## [Task A]
Rewrite the passage of the report on HIV-related TB treatment from "Although initial intermittent" up to and including "course of treatment.", changing "clinicians" to "doctors".
## [Task B]
Name every drug that the report on HIV-related TB treatment mentions by name.

## [Passage to read]
++++++

NIAID Study Finds Initial Intermittent Treatment Effective for HIV-Related TBDate: July 9, 1996
Source: National Institutes of Health (NIH)
Author: National Institute of Allergy and Infectious Diseases (NIAID)
Combination antibiotic therapy given intermittently (less than daily) is an effective initial treatment for persons with HIV-related tuberculosis (TB), according to an ongoing study funded by the National Institute of Allergy and Infectious Diseases (NIAID).
This preliminary finding should help guide clinicians who treat people co-infected with HIV and TB," says Steven M. Schnittman, M.D., assistant director for clinical research in NIAID's Division of AIDS. "The adoption of earlier intermittent regimens could facilitate the treatment of these patients in directly observed TB therapy, with a clinic or outreach worker watching participants taking their study medication."
Although initial intermittent TB therapy is known to be effective in non-HIV-infected patients, its efficacy has not been proven in patients with HIV-related TB. Many clinicians, therefore, continue to prescribe daily multidrug therapy for several months for these patients, before switching to intermittent therapy for the remainder of a typical nine-month course of treatment.
In the NIAID multicenter clinical trial, 114 patients with HIV-related TB received directly observed, multidrug antibiotic therapy during an eight-week induction, or treatment initiation, phase. Patients in each of two groups received four standard anti-TB drugs: isoniazid, rifampin, pyrazinamide and ethambutol. One group also received levofloxacin, an experimental anti-TB drug. The drugs were given daily for only the first two weeks, then three times a week for the six weeks remaining in the induction period. The four-drug and five-drug regimens were equally effective -- at the end of eight weeks, sputum specimens from more than 95 percent of patients in each group tested negative for the presence of TB bacteria.

++++++

## [Dataset extract]
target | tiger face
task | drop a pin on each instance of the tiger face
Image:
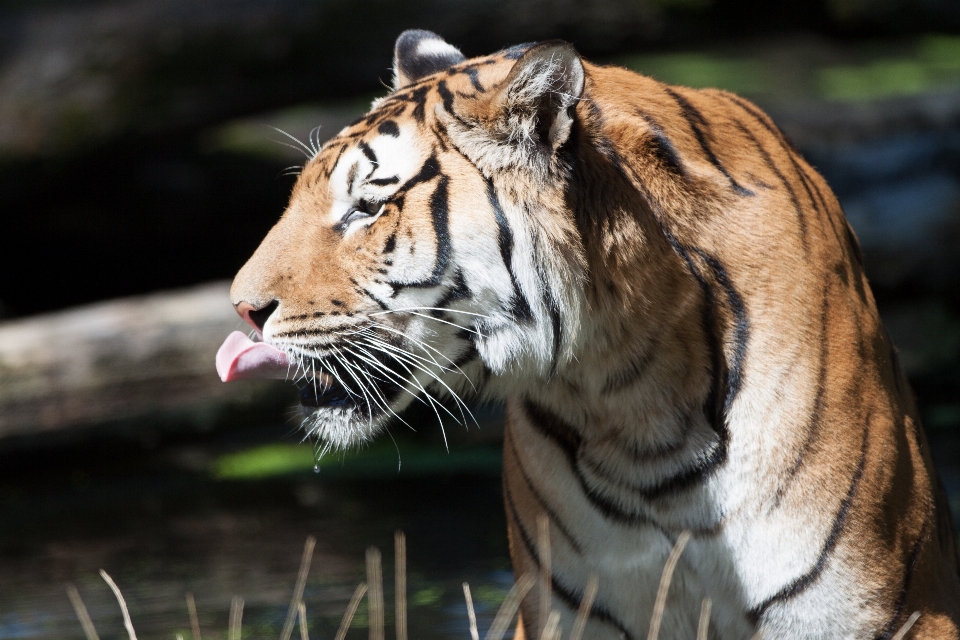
(384, 283)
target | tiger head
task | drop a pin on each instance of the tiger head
(428, 248)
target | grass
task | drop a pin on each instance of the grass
(547, 624)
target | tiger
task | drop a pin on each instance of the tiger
(672, 306)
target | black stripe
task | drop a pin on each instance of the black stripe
(445, 95)
(814, 423)
(632, 373)
(554, 310)
(389, 128)
(894, 624)
(390, 244)
(544, 504)
(352, 177)
(440, 215)
(369, 294)
(553, 428)
(776, 171)
(697, 123)
(663, 149)
(439, 209)
(519, 306)
(419, 97)
(458, 291)
(562, 591)
(818, 202)
(683, 479)
(474, 75)
(741, 329)
(713, 410)
(429, 171)
(800, 584)
(367, 152)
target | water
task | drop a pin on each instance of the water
(161, 533)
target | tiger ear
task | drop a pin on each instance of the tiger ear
(530, 115)
(419, 53)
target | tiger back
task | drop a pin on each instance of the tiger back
(674, 308)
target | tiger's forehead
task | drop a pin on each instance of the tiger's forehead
(412, 107)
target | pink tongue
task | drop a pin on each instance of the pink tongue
(240, 357)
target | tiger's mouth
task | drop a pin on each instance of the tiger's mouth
(357, 388)
(348, 380)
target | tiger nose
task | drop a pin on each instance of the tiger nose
(256, 318)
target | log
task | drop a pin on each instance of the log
(122, 360)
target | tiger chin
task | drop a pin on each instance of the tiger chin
(674, 308)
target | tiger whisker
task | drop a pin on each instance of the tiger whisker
(305, 149)
(452, 324)
(461, 405)
(404, 309)
(383, 401)
(423, 345)
(349, 369)
(433, 360)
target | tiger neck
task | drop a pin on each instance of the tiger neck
(642, 380)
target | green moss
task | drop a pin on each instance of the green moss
(427, 597)
(880, 79)
(380, 460)
(941, 52)
(261, 462)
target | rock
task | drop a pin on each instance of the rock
(122, 360)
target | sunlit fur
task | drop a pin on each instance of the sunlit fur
(670, 301)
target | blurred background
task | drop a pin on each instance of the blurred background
(138, 171)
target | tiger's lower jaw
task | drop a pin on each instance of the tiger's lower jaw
(340, 428)
(340, 417)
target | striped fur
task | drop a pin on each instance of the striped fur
(674, 308)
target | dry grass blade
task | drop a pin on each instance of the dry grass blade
(546, 571)
(906, 626)
(298, 589)
(665, 578)
(302, 611)
(551, 630)
(81, 609)
(471, 613)
(400, 582)
(236, 616)
(704, 625)
(351, 610)
(127, 623)
(194, 621)
(375, 597)
(586, 604)
(509, 608)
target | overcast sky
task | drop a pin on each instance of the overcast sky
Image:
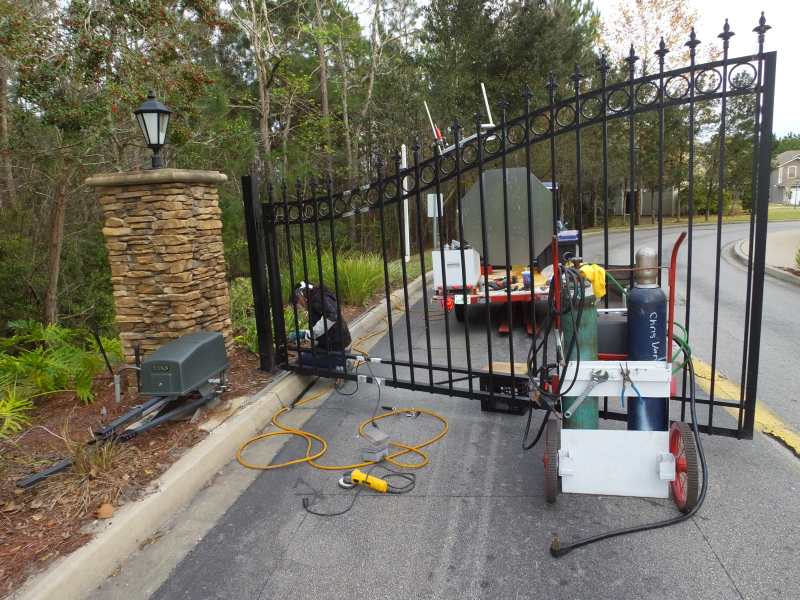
(784, 37)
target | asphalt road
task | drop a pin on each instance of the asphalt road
(779, 375)
(476, 525)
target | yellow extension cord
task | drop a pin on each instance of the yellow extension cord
(311, 457)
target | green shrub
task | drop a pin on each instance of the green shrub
(15, 406)
(360, 278)
(37, 360)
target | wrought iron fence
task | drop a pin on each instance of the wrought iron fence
(577, 144)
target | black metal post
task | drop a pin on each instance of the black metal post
(631, 60)
(603, 68)
(762, 216)
(661, 53)
(725, 35)
(761, 30)
(398, 195)
(274, 279)
(256, 248)
(460, 216)
(576, 79)
(422, 267)
(510, 305)
(486, 261)
(692, 45)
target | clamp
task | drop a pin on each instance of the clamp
(626, 380)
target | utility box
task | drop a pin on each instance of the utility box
(517, 180)
(183, 365)
(452, 263)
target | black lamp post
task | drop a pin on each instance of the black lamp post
(153, 118)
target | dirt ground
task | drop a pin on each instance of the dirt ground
(52, 518)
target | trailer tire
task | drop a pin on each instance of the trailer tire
(683, 446)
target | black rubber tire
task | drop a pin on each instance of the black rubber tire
(461, 312)
(692, 469)
(552, 444)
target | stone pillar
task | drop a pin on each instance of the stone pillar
(163, 233)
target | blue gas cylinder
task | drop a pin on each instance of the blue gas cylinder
(647, 338)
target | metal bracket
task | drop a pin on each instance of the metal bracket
(566, 464)
(666, 466)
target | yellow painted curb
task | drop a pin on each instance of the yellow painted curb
(766, 421)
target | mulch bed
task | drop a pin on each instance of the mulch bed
(50, 520)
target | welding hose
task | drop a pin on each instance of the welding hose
(557, 550)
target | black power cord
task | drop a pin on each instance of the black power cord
(557, 550)
(572, 298)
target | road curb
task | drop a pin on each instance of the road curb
(743, 258)
(77, 574)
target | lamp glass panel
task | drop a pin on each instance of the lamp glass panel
(163, 122)
(151, 124)
(143, 127)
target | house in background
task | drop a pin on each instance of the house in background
(785, 178)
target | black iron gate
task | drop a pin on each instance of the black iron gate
(600, 153)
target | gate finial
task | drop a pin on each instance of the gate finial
(693, 41)
(662, 50)
(761, 30)
(631, 58)
(576, 75)
(551, 83)
(602, 65)
(726, 34)
(527, 92)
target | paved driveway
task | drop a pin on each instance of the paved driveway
(476, 525)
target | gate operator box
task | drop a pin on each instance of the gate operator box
(183, 365)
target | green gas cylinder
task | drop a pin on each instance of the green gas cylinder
(586, 416)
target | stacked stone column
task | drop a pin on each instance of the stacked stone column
(163, 232)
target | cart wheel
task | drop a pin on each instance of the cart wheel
(552, 443)
(683, 447)
(460, 312)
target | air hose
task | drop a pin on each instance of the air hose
(572, 301)
(558, 550)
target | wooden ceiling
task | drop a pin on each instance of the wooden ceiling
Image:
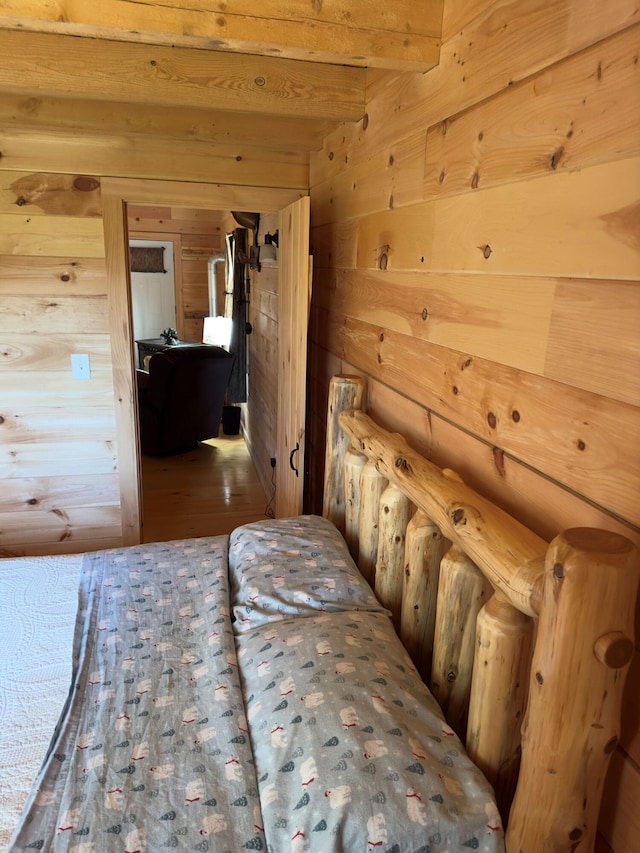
(235, 76)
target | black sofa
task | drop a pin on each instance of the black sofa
(180, 398)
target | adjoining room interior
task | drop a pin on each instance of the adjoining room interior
(211, 488)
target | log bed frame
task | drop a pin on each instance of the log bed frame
(525, 644)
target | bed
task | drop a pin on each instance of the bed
(268, 690)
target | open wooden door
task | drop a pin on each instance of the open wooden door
(294, 291)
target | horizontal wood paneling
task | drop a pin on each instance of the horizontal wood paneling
(58, 459)
(567, 434)
(594, 338)
(198, 194)
(580, 112)
(54, 236)
(142, 156)
(495, 308)
(47, 495)
(59, 532)
(178, 220)
(498, 47)
(28, 424)
(46, 275)
(41, 193)
(399, 35)
(55, 314)
(502, 318)
(32, 63)
(78, 115)
(508, 230)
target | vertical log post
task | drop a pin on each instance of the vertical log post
(345, 392)
(462, 591)
(372, 485)
(393, 518)
(354, 462)
(499, 694)
(423, 551)
(583, 647)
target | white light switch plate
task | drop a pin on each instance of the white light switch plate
(80, 366)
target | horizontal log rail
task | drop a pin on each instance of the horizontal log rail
(509, 554)
(558, 707)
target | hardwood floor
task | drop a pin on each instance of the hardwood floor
(204, 492)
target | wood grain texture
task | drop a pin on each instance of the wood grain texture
(393, 516)
(398, 36)
(54, 236)
(41, 113)
(217, 196)
(561, 432)
(594, 338)
(502, 318)
(513, 230)
(150, 157)
(42, 276)
(580, 602)
(72, 531)
(52, 64)
(462, 592)
(577, 113)
(535, 499)
(34, 193)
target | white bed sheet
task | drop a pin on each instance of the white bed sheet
(38, 604)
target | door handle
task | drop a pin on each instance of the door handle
(291, 455)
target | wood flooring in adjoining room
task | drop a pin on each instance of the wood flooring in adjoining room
(206, 491)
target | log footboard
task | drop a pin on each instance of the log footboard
(525, 644)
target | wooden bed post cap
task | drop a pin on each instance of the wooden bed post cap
(614, 650)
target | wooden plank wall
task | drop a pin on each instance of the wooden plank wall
(197, 235)
(476, 256)
(60, 487)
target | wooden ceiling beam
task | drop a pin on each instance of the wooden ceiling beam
(145, 156)
(64, 66)
(81, 116)
(403, 35)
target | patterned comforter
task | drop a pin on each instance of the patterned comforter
(248, 695)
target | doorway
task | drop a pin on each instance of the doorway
(117, 193)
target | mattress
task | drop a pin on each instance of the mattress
(37, 617)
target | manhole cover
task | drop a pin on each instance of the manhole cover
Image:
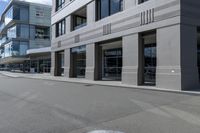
(88, 85)
(105, 131)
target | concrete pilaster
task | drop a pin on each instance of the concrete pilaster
(90, 62)
(91, 12)
(189, 67)
(68, 24)
(67, 63)
(53, 63)
(129, 3)
(168, 72)
(130, 59)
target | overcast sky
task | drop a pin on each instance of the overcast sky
(3, 3)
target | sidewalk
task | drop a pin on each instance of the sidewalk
(47, 76)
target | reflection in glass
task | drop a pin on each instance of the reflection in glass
(112, 67)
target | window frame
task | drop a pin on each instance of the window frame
(60, 28)
(98, 9)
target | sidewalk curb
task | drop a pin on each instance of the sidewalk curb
(110, 85)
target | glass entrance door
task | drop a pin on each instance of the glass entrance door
(150, 64)
(80, 64)
(78, 55)
(112, 64)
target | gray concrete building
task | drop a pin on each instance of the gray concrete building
(25, 37)
(138, 42)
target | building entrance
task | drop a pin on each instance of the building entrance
(78, 55)
(112, 64)
(148, 61)
(59, 59)
(111, 60)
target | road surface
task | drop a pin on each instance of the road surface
(42, 106)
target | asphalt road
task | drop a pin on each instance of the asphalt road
(41, 106)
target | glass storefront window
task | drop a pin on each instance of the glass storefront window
(9, 16)
(112, 67)
(17, 13)
(15, 48)
(198, 51)
(12, 32)
(79, 61)
(106, 8)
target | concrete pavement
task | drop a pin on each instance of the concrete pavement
(43, 106)
(47, 76)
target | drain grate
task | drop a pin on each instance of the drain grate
(105, 131)
(89, 85)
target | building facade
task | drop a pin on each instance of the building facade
(138, 42)
(25, 37)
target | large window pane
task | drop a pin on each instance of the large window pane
(115, 6)
(108, 7)
(23, 48)
(104, 8)
(24, 14)
(11, 32)
(24, 31)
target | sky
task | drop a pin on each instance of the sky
(3, 3)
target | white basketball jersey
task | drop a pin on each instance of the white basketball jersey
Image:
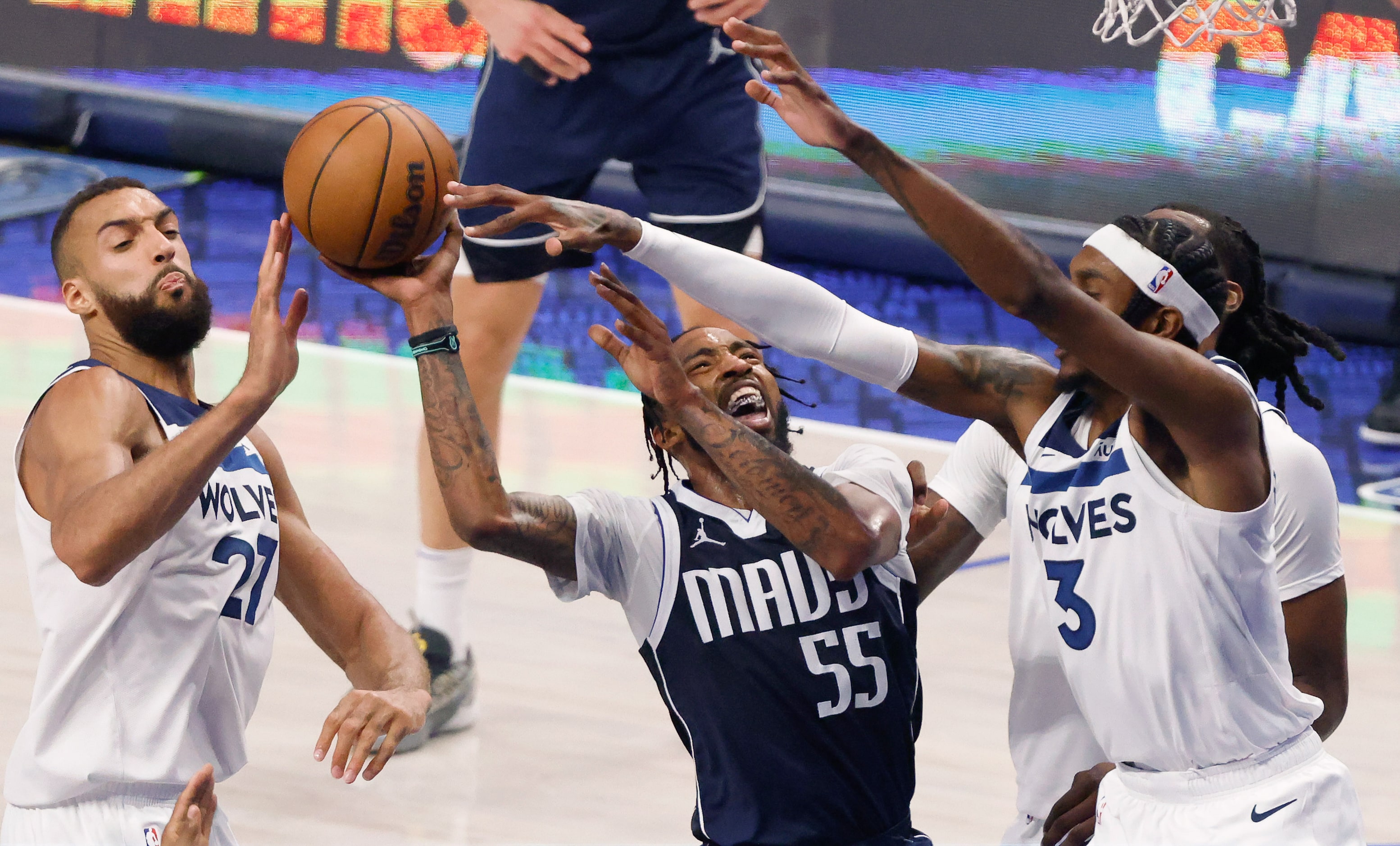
(1048, 736)
(155, 674)
(1171, 629)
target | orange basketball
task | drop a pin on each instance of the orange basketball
(364, 181)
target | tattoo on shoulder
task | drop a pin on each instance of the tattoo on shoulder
(1003, 370)
(992, 369)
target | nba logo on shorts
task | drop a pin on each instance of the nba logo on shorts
(1161, 279)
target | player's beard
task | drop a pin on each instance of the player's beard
(780, 436)
(166, 332)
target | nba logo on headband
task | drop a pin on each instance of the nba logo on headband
(1161, 279)
(1151, 275)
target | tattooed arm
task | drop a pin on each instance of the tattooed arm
(1207, 415)
(845, 528)
(530, 527)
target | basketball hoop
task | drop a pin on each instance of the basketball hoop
(1183, 22)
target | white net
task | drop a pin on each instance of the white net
(1183, 22)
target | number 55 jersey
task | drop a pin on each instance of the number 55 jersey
(146, 678)
(797, 696)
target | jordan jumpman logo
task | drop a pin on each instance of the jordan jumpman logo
(703, 538)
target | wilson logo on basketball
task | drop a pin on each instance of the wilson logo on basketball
(1161, 279)
(405, 223)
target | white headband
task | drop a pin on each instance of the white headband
(1155, 278)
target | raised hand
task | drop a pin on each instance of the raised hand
(800, 101)
(577, 225)
(360, 719)
(717, 12)
(651, 360)
(194, 814)
(528, 30)
(272, 341)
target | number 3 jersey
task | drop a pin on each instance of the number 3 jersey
(152, 676)
(797, 696)
(1167, 613)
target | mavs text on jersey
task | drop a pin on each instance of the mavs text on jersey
(799, 696)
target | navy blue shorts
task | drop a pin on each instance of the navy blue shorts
(679, 118)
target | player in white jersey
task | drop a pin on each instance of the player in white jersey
(772, 603)
(1050, 741)
(156, 531)
(1151, 485)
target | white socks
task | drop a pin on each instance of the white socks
(441, 593)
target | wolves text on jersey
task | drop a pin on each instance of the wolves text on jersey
(1097, 519)
(226, 502)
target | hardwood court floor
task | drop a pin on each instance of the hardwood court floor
(574, 746)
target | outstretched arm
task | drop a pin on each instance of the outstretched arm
(530, 527)
(1209, 415)
(391, 681)
(845, 528)
(1006, 387)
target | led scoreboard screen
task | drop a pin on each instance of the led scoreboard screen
(1297, 132)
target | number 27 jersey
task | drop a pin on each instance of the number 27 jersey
(797, 696)
(146, 678)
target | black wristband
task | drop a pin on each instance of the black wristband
(435, 341)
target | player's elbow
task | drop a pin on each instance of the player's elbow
(850, 554)
(87, 566)
(485, 533)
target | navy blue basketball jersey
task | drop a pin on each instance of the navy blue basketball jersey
(632, 26)
(799, 696)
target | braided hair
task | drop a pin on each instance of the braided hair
(1262, 339)
(1193, 255)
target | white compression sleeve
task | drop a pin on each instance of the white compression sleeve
(791, 313)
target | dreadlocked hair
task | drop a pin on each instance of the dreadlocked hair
(650, 422)
(1193, 257)
(1262, 339)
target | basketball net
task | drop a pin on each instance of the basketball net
(1183, 22)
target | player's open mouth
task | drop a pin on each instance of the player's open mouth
(171, 282)
(748, 407)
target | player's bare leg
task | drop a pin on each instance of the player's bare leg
(492, 323)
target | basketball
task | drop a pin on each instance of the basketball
(364, 181)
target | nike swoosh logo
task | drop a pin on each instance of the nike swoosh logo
(1255, 816)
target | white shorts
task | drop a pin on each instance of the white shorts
(1295, 795)
(1024, 831)
(118, 821)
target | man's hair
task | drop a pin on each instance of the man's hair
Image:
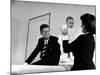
(87, 20)
(69, 17)
(43, 26)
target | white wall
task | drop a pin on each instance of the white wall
(22, 11)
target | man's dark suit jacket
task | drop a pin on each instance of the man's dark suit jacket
(52, 54)
(83, 50)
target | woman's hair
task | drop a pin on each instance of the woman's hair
(89, 22)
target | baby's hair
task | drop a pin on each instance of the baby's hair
(69, 17)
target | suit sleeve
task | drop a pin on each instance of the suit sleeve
(56, 53)
(33, 54)
(70, 47)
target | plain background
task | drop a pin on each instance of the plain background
(5, 37)
(22, 11)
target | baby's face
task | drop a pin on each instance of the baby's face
(70, 23)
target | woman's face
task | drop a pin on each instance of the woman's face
(46, 33)
(64, 31)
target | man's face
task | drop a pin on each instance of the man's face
(46, 33)
(70, 23)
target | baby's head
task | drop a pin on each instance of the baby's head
(70, 22)
(64, 29)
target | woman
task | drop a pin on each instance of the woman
(83, 47)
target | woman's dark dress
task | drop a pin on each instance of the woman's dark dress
(83, 50)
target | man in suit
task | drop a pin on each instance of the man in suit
(48, 46)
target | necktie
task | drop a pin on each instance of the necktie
(44, 49)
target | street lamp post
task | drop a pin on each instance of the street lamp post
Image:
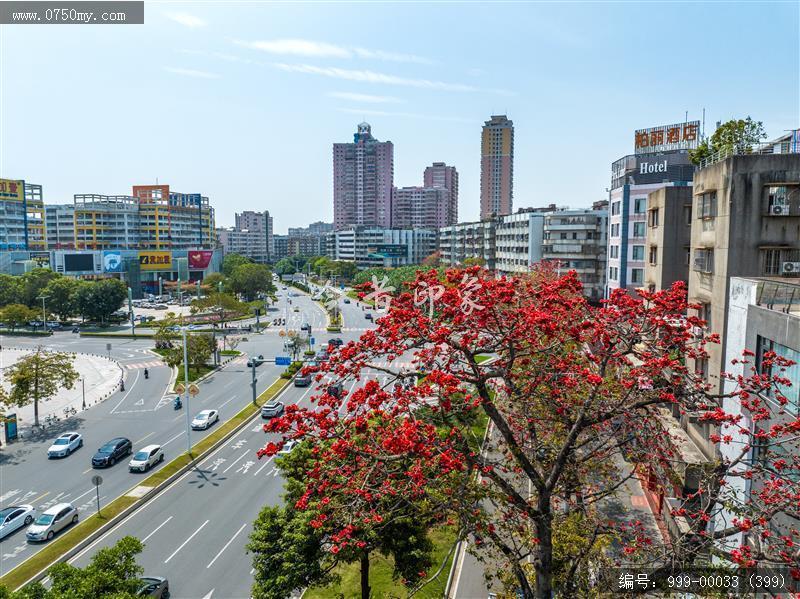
(186, 391)
(44, 312)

++++++

## [Worked solution A]
Although initial intermittent TB therapy is known to be effective in non-HIV-infected patients, its efficacy has not been proven in patients with HIV-related TB. Many doctors, therefore, continue to prescribe daily multidrug therapy for several months for these patients, before switching to intermittent therapy for the remainder of a typical nine-month course of treatment.

## [Worked solution B]
isoniazid, rifampin, pyrazinamide, ethambutol, levofloxacin